D'après le texte sur l'orpaillage clandestin, quel poste occupe Diego Bueno ?

*Texte source*
______________________________
Avec son cortège de pollution, drogues et violences sexuelles, la présence des orpailleurs déstructure des communautés entières. Après quatre ans de dénonciations incessantes, Mauricio Yek’wana, de l’association Hutukara, se sent en partie soulagé. « Enfin, le gouvernement a ouvert les yeux. Depuis le début de l’année, on ne gesticule plus en vain. » (...)

D’immenses moyens sont désormais déployés, tandis qu’une enquête pour génocide visant notamment des membres du gouvernement sortant est lancée. Toute une palanquée d’institutions est mobilisée : ministère de l’environnement, Ibama, police fédérale, Funai (organisme chargé de la protection des autochtones) et forces armées…

« Grâce à cette coopération, nos actions sont assez efficaces pour le moment, estime Diego Bueno, numéro deux de l’Ibama dans l’État. On détruit leurs infrastructures sur zone, mais nous travaillons aussi à étrangler leurs routes d’approvisionnement. En même temps qu’on bloque la logistique terrestre hors du TI, en contrôlant les camions qui alimentent les ports et aéroports clandestins, on s’attaque aux routes fluviales et aériennes qui pénètrent au cœur du territoire. »

L’espace aérien au-dessus de ce territoire enclavé a ainsi été fermé et les avions de chasse sont autorisés à abattre les contrevenants. Jusqu’à présent, les coucous du garimpo, l’orpaillage clandestin, le survolaient en toute impunité. (...)
______________________________
*Matériel*

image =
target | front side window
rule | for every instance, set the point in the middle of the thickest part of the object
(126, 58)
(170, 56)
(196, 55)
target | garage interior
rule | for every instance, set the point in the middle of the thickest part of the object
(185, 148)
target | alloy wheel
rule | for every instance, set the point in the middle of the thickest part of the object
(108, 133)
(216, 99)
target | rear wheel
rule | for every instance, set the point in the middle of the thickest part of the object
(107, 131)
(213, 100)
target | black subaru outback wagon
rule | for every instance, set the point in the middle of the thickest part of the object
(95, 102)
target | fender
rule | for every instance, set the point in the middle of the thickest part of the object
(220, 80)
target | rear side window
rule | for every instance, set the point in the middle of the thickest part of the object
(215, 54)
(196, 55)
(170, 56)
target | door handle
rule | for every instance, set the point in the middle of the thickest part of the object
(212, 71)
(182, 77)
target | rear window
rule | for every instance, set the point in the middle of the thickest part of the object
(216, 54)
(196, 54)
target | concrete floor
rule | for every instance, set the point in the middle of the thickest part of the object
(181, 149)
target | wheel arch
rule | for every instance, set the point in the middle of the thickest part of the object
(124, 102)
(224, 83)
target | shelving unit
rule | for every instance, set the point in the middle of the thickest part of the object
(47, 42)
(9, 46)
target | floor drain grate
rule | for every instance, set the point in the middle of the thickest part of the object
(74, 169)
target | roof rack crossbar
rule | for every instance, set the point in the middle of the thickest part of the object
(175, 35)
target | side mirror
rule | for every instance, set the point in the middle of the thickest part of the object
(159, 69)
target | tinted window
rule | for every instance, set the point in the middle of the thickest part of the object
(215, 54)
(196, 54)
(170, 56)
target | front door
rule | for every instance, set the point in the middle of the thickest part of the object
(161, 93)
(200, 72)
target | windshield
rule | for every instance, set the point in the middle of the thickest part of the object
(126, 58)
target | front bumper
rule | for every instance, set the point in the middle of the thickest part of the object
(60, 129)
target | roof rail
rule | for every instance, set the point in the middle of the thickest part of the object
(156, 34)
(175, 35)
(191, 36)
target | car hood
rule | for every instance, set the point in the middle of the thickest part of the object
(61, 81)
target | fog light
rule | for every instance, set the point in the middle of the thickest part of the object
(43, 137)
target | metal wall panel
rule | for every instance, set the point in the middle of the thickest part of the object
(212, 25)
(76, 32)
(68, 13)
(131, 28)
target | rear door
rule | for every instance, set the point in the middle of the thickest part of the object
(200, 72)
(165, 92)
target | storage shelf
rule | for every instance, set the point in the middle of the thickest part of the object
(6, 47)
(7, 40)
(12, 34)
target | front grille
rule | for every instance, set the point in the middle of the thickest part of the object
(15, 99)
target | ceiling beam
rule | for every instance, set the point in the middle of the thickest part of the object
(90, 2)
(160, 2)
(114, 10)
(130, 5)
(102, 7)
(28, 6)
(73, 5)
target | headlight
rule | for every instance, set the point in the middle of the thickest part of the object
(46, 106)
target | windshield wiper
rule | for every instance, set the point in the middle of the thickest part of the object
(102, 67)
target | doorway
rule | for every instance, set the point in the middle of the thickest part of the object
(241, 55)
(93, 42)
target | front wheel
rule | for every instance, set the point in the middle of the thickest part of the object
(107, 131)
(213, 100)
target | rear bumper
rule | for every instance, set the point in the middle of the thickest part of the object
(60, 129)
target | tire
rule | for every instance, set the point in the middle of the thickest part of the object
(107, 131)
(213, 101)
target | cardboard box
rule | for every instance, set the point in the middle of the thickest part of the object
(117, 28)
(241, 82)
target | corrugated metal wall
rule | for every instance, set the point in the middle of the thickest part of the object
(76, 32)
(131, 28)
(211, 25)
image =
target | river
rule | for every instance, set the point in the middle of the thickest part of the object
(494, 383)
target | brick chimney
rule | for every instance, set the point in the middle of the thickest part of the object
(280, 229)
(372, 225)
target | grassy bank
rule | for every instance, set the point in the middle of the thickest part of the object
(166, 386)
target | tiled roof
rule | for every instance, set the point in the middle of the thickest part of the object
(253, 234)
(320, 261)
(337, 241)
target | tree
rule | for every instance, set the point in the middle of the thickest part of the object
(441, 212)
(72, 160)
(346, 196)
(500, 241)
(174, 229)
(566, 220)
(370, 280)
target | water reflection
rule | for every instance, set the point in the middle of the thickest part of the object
______________________________
*Corrigé*
Il est le numéro deux de l'Ibama dans l'État.